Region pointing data
+===+
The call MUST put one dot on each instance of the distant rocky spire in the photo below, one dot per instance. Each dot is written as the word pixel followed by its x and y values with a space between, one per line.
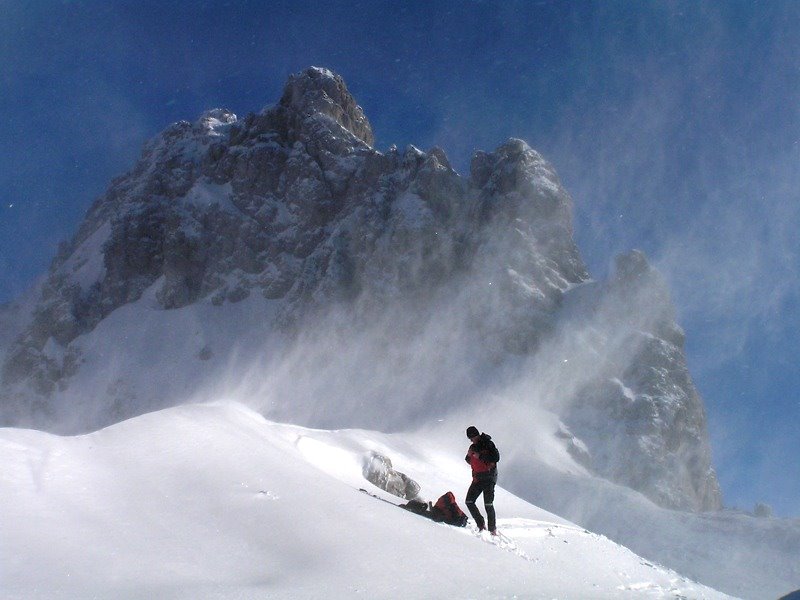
pixel 317 90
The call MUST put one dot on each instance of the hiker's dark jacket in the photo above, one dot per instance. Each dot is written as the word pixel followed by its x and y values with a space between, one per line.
pixel 482 456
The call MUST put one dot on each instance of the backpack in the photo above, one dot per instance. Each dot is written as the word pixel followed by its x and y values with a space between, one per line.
+===+
What this task involves - All entries above are to be set down word for word, and the pictures are to be left out.

Answer space -
The call MUST put one dot on each instance of the distant rocky spire in the photo below, one dot per instance. Each dot is written as the word pixel followed by its x and y values with a space between, one per line.
pixel 317 90
The call MUST put one dot on each instance of the hiker's dark jacket in the photo above, one dot per instance. Each dot is written as the word pixel followed by its x and y values with a space between, one per line.
pixel 482 456
The call MUST put one dot on each instance of the backpack in the photo above, one dot per instance. Each dot is written as the word pixel followed by its x and y values with a space between, one per line.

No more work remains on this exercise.